- **Excerpted passage**
■ ■ ■ ■
Judging surgical performance within an ‘expected range’ will not lead to the identification of inadequate surgeons, research suggests.
Publishing the patient death rates of individual surgeons in England is unlikely to pick up those whose mortality rates are above average, because the caseload varies so much, concludes an analysis.
Performance within the ‘expected’ range is too crude a measure to detect doctors whose practice might be a cause for concern, and is therefore creating a false sense of security, say the researchers on BMJ Open.
When the patient death rates for individual surgeons were first published in June 2013, the move was hailed as a major breakthrough in transparency that would drive up standards of care in England.
But the chances of detecting a surgeon whose death rates are worse than the national average is a question of statistical power, say the researchers: in other words, the greater the caseload, the greater the ability to detect worrying trends.
To assess how reliable the available data for individual surgeons are, the researchers reviewed the outcomes for three common high risk procedures—bowel surgery, gullet surgery, and planned aortic aneurysm repair—and three common low risk procedures—hip replacement, bariatric surgery, and thyroid removal.
And they analysed every surgeon’s caseload for each of the procedures, all of which were carried out between 2010 and 2014 across England.
They focused in particular on how well these data would be able to detect a surgeon whose patient death rate in hospital or within 30 or 90 days of the patient’s discharge was between two and five times higher than the national average.
Unsurprisingly, the higher risk procedures were associated with a higher death rate of between 2.2-4.5% while the lower risk ones were associated with a death rate of 0.07-0.4%.
But caseload was an issue. For example, the average number of bowel surgery operations carried out by individual surgeons was 55 over three years, but ranged from just 3 to 237.
■ ■ ■ ■
- **Prompt**
According to the passage on surgeons' death rates, when were patient death rates for individual surgeons in England first published?

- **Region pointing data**
■ ■ ■ ■
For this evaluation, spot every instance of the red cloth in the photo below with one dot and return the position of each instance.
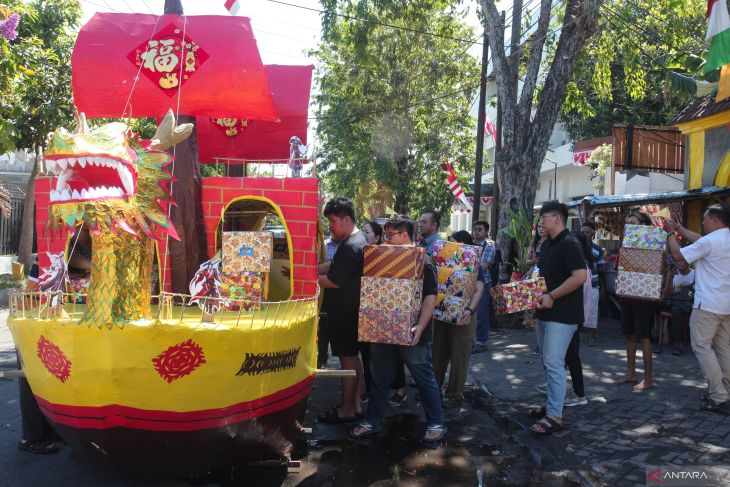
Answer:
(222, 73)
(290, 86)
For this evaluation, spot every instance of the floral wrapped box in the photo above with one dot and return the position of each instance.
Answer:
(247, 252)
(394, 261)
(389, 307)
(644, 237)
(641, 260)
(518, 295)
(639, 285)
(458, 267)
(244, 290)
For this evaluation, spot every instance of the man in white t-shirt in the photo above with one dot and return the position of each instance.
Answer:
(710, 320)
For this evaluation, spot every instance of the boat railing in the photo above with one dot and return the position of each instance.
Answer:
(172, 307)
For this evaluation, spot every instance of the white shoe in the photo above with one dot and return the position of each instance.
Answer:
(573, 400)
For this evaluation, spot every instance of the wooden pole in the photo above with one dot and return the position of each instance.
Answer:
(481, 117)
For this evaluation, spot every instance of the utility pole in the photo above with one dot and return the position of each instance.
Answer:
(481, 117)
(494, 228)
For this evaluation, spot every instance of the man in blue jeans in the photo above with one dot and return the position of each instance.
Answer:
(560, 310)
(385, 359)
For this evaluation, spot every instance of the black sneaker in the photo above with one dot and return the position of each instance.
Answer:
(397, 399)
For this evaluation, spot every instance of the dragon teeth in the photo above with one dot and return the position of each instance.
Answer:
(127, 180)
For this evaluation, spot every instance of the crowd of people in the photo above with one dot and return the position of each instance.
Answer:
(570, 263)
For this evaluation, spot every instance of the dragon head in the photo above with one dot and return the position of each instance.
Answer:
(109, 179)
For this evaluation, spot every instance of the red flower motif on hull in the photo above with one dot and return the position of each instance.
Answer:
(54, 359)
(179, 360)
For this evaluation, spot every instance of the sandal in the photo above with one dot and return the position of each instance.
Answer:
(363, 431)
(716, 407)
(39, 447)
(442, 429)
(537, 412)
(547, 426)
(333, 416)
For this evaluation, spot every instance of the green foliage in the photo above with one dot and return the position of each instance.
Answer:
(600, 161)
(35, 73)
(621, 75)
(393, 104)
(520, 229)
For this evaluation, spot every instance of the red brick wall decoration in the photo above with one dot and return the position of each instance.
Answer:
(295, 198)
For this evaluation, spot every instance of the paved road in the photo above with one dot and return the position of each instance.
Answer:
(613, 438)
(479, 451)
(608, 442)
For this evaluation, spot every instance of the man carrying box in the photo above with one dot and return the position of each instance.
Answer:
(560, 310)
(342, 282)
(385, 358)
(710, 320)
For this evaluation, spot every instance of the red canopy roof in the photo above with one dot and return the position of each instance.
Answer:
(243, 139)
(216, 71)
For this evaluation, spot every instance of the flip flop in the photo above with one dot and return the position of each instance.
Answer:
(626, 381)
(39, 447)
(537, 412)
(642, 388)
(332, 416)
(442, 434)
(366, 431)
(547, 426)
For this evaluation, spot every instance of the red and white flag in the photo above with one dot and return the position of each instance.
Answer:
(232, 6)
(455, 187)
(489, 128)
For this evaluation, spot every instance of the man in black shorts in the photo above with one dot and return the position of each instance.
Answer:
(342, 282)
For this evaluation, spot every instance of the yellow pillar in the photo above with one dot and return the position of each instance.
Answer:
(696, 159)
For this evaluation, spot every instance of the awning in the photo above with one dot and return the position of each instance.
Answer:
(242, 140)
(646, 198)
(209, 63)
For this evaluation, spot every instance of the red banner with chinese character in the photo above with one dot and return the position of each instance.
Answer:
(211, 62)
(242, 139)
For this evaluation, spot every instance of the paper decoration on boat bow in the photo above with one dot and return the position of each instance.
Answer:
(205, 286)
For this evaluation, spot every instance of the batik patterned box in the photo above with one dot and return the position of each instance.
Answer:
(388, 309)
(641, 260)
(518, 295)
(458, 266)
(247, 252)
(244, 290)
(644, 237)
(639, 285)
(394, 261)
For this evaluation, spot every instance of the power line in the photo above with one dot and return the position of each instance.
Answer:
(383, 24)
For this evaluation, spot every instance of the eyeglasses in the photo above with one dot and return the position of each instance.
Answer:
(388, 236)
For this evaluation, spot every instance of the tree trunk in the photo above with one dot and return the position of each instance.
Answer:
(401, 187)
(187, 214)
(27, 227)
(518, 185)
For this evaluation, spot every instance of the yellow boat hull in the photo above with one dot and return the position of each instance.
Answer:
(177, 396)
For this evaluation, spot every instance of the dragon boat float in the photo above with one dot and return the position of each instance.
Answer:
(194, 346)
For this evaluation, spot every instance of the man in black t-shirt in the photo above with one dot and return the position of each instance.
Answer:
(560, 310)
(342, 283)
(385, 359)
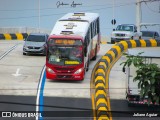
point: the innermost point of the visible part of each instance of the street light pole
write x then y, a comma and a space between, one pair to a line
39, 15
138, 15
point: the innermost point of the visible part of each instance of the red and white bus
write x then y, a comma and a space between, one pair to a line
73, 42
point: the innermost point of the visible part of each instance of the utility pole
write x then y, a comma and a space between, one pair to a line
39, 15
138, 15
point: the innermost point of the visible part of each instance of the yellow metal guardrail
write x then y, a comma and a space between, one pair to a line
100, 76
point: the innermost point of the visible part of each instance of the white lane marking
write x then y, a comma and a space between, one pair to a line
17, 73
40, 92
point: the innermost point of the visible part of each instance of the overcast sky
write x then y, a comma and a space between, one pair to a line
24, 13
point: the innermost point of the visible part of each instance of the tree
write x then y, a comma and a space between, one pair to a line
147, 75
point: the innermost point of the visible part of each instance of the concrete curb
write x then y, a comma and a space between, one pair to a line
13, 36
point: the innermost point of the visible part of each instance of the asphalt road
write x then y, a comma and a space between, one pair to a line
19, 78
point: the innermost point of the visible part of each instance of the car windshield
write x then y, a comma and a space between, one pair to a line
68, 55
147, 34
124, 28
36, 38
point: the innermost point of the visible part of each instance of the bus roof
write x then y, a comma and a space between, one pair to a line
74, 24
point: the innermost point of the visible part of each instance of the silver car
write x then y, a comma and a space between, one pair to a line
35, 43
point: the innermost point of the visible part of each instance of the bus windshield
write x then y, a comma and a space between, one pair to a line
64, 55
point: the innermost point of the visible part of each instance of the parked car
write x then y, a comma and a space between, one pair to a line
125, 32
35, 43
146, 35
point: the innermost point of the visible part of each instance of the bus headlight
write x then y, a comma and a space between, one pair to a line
■ ■ ■ ■
- **Exercise answer**
June 2013